Task item: Retype the tail of the data exactly, starting at the line containing "of the pale" and stopping at the last line.

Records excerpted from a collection
______

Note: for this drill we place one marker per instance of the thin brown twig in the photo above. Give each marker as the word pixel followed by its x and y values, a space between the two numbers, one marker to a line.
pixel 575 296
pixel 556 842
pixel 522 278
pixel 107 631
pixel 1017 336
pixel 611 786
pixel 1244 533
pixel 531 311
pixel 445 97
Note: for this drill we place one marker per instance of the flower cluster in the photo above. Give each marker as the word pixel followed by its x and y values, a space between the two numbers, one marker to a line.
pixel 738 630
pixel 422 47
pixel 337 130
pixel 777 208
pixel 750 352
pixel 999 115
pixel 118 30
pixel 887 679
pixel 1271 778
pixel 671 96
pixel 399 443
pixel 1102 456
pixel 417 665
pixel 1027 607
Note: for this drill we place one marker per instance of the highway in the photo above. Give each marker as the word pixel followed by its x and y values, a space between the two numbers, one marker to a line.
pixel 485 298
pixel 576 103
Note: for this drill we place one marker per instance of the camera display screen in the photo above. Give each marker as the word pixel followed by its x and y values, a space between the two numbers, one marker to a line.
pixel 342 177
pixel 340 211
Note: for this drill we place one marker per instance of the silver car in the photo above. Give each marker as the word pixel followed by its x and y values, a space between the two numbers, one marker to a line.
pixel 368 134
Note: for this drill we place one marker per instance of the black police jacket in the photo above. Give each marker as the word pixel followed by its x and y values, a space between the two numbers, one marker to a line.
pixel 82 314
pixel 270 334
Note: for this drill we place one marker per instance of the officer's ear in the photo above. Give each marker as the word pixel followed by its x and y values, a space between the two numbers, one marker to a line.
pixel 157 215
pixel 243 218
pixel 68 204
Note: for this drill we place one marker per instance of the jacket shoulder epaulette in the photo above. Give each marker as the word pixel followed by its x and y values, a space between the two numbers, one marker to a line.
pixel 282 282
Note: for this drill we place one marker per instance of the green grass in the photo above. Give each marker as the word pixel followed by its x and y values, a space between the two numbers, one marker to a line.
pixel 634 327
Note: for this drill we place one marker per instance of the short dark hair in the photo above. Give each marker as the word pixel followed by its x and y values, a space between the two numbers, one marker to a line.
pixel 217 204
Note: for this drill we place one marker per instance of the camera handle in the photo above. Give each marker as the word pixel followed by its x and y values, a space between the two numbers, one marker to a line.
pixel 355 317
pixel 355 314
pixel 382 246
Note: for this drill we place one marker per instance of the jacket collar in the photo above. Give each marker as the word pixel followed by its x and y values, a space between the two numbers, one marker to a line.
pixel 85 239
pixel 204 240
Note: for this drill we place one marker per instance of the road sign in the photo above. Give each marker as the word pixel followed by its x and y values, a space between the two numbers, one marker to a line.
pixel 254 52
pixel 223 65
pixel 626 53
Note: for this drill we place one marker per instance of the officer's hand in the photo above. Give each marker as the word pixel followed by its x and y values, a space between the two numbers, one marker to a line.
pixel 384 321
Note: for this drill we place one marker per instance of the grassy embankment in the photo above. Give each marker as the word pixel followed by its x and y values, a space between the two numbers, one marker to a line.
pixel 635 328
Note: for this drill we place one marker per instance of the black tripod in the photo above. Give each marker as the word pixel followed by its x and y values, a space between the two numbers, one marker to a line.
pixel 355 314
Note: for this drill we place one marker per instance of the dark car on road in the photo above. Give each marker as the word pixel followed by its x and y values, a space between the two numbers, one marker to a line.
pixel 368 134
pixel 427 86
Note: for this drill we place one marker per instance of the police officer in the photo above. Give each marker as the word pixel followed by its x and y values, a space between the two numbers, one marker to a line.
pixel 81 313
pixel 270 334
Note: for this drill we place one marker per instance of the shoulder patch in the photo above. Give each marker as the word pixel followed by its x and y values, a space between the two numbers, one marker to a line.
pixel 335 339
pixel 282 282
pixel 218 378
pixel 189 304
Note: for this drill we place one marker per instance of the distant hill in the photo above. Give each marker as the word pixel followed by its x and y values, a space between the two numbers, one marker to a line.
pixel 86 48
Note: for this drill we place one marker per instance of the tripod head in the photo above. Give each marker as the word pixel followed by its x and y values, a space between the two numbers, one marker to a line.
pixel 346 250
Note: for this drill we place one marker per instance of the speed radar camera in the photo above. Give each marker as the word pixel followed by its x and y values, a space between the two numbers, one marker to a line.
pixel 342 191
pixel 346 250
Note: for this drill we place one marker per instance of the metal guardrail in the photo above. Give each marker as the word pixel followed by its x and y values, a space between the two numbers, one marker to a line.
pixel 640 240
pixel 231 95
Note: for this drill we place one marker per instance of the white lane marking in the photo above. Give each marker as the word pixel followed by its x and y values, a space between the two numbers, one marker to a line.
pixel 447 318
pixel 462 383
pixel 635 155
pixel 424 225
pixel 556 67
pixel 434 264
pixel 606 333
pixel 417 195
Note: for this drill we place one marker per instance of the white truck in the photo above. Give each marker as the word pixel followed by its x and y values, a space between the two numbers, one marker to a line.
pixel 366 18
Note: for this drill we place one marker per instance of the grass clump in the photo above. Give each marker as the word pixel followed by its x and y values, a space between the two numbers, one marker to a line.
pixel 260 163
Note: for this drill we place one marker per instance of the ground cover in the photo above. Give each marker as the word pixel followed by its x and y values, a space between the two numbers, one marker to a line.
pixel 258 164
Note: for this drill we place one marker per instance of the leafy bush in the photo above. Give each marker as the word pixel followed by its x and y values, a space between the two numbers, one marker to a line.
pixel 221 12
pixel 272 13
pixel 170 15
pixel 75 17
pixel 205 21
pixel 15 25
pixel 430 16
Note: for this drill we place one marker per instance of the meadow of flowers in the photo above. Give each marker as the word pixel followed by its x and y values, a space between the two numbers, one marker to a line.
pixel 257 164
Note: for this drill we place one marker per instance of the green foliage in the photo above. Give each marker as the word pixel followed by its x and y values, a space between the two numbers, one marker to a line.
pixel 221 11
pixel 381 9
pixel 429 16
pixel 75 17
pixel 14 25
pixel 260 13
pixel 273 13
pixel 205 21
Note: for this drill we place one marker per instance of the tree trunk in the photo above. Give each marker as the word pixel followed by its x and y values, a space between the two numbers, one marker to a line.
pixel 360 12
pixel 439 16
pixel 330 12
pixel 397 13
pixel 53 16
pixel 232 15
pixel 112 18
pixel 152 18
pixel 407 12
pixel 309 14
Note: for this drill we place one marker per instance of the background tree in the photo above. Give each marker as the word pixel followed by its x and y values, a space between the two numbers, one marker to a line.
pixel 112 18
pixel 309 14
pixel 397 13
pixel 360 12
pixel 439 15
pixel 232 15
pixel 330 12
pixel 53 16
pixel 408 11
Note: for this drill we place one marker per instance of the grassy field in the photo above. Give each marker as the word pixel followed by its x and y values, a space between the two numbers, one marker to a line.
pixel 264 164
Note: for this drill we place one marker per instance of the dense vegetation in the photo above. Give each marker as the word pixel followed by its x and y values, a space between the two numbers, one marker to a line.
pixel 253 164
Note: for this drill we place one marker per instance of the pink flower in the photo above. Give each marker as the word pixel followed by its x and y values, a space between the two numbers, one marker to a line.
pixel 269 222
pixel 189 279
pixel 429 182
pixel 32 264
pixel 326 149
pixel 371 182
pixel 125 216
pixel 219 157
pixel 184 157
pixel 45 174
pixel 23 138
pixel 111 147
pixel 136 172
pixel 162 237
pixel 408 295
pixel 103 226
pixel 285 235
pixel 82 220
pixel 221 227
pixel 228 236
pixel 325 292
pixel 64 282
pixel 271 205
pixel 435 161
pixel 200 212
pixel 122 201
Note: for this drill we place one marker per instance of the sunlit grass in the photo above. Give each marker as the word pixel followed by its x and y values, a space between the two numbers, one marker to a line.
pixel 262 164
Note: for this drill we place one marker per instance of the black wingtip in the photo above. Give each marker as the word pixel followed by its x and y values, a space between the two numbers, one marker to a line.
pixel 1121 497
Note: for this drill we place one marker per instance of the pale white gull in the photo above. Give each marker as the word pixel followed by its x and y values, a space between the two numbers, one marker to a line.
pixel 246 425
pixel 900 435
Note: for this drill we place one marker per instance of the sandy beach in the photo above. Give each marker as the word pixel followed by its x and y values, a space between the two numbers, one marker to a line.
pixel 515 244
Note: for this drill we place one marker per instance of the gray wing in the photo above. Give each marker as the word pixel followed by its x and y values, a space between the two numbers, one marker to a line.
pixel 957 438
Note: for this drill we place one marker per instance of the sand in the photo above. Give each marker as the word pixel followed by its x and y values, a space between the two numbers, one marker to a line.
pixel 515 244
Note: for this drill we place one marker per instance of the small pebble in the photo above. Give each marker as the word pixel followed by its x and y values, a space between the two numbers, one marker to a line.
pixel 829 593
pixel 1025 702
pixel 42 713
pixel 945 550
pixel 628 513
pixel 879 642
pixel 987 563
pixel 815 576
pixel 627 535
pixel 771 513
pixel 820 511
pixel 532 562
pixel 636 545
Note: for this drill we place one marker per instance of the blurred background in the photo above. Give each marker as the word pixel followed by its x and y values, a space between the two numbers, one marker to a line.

______

Answer to this task:
Note: for this drill we place one marker per instance of the pale white gull in the photo above. Give each marker as the word pixel followed by its x and y values, a space between the two numbers, one marker to a line.
pixel 246 425
pixel 900 435
Note: for this drill we place one marker per instance of the sandy beach in the photo above. Give each marker as the word pixel followed by its x and y values, a space between the two numbers, one marker to a line.
pixel 515 244
Note: for this drill we place one marker per instance of the gray wing in the photo above. Give each marker as the word pixel followed by its x and y values, a space between the two numbers, one marker to a line.
pixel 957 438
Note: for this drill we place one marker per instance of the sand in the photo above. Give each marker as the word pixel followed by its x and y values, a space between the two numbers, one marker to a line.
pixel 515 244
Note: for this drill we place one marker per instance of the small pebble in the photo above. Give each marker as the word pixel followed by its x and y values, a space between the two numbers, one marker to a line.
pixel 829 593
pixel 1025 702
pixel 42 713
pixel 945 550
pixel 628 513
pixel 879 642
pixel 987 563
pixel 815 576
pixel 627 535
pixel 771 513
pixel 820 511
pixel 532 562
pixel 636 545
Note: for this drill we place one marker per instance of the blurred background in the photo above. Give each marker as the word pixel followed by its x and y values, a space between the two numbers, one marker to a line.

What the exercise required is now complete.